Extract to read ::
──────────────────────────────

# Pensacola in May, 2010



## coolrivertx (Feb 11, 2011)

Here's a couple of pics from our trip last year. We were about six miles out most days, straight out from Pensacola Beach. I got spanked, even when I was using my Scott Heliply 15#, and Lamson ULA F4. I think Eric is holding a 16# line class record red snapper, except the season is closed!


----------



## flyfisher (May 31, 2008)

*Thanks for posting that.*

For the longest time, I've wanted to go out and get some snapper on flies. Somehow, I never find the time. So much water...so little time 

Did ya'll find that any particular patterns were key? Size, color etc?

Thanks and thanks for taking the time to post these pics.


----------



## coolrivertx (Feb 11, 2011)

*Snappers on the fly*

Thanks for the comments. No, patterns did not seem to matter. We were fishing the "closed" season, so the fish were pretty aggressive. Also, chum helped immensely! I used a lot of Rainy's flies - they were pretty light and sank pretty well with the rigs we were using. I just built a line with a fast sink 700 grain head and intermediate running line. We may run out to the "Ariskany" this year, and I wanted a real "sinker"! This ought to do the trick!


----------



## flyfisher (May 31, 2008)

Thanks for your insights and for posting this. It has light a fire under me. I'm going to start watching the weather, catch a relatively calm day and get after it. I've got a chum churn so I should be good to go there. 

I know guys who have done this and they just used floating or sink-tip lines. One guy I know actually caught them on a popping bug.

BTW, I looked around on your website. Very impressive.


----------



## coolrivertx (Feb 11, 2011)

*Pensacola offshore*

Thanks for your kind words, "flyfisher". Glad this thread helped get you going! We fished the wreck "tex edwards" a couple of days, and then hit some of my buddy's private spots. As soon as we anchored and started chumming, the fish came up. Red and grey snappers, AJ's, cobia, sharks, etc. This year I plan on using some top water flies as well. We are going a couple of weeks later, so hopefully we can net more bait, instead of buying blocks of chum. Good luck, and please keep me posted.

──────────────────────────────

Directive A ::
Lay out the rows from their first line through the line containing "[[124,136],[125,139],[147,139],[150,138],[150,129],[126,127]]", both ends included, as a JSON list of strings with one string per line and blank lines omitted.
The forum thread and the rows that follow it are unrelated to each other.

Outline labeling rows
──────────────────────────────

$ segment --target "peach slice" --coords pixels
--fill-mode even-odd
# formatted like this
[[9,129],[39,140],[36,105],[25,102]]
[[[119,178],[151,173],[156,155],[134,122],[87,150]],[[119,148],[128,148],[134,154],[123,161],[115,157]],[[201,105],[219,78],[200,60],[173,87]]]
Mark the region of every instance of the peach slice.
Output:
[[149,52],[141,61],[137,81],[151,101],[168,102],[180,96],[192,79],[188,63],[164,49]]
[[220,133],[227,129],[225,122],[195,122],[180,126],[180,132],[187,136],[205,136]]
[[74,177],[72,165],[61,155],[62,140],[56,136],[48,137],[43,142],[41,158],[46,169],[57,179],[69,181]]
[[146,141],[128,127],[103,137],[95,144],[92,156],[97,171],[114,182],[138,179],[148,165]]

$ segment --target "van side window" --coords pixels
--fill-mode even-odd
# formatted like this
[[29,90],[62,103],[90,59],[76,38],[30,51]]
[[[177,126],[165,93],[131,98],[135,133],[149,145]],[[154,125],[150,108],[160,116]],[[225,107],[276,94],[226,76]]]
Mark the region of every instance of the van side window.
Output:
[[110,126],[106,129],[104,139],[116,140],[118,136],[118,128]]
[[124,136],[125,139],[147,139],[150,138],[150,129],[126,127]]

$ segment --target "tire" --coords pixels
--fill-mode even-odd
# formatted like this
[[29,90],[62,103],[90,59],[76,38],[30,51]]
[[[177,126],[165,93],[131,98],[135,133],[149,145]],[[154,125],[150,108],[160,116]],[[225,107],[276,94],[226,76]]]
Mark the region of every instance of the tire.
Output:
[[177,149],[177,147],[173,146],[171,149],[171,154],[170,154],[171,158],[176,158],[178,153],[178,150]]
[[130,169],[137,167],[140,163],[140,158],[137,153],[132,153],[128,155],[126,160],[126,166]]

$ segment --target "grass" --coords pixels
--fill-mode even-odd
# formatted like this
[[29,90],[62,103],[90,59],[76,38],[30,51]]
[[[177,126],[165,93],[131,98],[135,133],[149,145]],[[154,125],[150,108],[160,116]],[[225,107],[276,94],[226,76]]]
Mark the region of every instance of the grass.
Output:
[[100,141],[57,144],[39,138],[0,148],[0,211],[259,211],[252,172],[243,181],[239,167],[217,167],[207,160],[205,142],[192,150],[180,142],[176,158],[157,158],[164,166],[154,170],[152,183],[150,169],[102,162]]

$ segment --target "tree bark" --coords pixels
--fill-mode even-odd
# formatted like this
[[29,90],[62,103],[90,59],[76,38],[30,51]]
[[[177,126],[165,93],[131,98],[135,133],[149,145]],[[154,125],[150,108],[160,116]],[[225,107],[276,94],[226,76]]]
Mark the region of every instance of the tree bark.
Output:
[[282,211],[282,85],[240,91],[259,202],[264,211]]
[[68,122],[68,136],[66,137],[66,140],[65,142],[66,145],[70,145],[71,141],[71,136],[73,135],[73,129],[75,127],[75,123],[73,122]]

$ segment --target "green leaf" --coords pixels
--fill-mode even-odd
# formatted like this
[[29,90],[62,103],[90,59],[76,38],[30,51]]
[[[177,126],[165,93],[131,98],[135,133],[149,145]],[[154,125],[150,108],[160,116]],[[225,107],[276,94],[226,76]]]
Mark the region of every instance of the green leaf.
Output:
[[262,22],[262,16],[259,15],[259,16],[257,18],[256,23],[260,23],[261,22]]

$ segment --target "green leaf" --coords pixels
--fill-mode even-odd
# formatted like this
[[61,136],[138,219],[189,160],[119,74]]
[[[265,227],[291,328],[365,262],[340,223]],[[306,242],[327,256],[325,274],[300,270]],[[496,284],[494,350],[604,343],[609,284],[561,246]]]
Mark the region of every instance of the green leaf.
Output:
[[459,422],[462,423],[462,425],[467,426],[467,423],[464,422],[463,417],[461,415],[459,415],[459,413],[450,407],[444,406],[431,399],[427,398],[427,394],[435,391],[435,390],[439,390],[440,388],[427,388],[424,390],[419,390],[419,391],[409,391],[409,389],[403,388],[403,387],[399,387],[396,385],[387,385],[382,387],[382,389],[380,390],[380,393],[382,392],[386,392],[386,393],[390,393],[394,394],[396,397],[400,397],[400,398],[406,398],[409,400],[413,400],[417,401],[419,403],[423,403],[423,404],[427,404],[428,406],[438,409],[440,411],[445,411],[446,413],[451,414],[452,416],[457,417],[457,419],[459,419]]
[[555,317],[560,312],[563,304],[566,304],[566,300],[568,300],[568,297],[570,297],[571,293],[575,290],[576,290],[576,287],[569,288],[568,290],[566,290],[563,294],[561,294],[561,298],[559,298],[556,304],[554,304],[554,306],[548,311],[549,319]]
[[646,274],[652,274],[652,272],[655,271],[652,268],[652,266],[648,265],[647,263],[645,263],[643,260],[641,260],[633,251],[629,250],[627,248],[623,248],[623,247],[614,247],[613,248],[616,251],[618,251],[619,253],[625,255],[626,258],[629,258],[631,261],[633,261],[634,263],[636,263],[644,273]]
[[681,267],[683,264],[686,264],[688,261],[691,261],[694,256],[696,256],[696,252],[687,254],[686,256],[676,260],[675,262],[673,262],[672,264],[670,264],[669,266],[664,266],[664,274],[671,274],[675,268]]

──────────────────────────────

Directive B ::
In the Pensacola fishing thread, what kind of line did coolrivertx build for getting down deep?

Written answer A ::
[
  "$ segment --target \"peach slice\" --coords pixels",
  "--fill-mode even-odd",
  "# formatted like this",
  "[[9,129],[39,140],[36,105],[25,102]]",
  "[[[119,178],[151,173],[156,155],[134,122],[87,150]],[[119,148],[128,148],[134,154],[123,161],[115,157]],[[201,105],[219,78],[200,60],[173,87]]]",
  "Mark the region of every instance of the peach slice.",
  "Output:",
  "[[149,52],[141,61],[137,81],[151,101],[168,102],[180,96],[192,79],[188,63],[164,49]]",
  "[[220,133],[227,129],[225,122],[195,122],[180,126],[180,132],[187,136],[205,136]]",
  "[[74,177],[72,165],[61,155],[62,140],[56,136],[48,137],[43,142],[41,158],[46,169],[57,179],[69,181]]",
  "[[146,141],[128,127],[103,137],[95,144],[92,156],[97,171],[114,182],[138,179],[148,165]]",
  "$ segment --target \"van side window\" --coords pixels",
  "--fill-mode even-odd",
  "# formatted like this",
  "[[29,90],[62,103],[90,59],[76,38],[30,51]]",
  "[[[177,126],[165,93],[131,98],[135,133],[149,145]],[[154,125],[150,108],[160,116]],[[225,107],[276,94],[226,76]]]",
  "Mark the region of every instance of the van side window.",
  "Output:",
  "[[110,126],[106,129],[104,139],[116,140],[118,136],[118,128]]",
  "[[124,136],[125,139],[147,139],[150,138],[150,129],[126,127]]"
]

Written answer B ::
A line with a fast sink 700 grain head and an intermediate running line.